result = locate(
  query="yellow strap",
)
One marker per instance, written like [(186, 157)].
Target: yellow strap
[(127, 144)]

────────────────────────────────────────

ACTION ITEM
The answer is the full set of records, printed exactly as given.

YOUR SOLUTION
result = locate(
  query="yellow strap",
)
One marker per instance, written like [(186, 157)].
Target: yellow strap
[(127, 144)]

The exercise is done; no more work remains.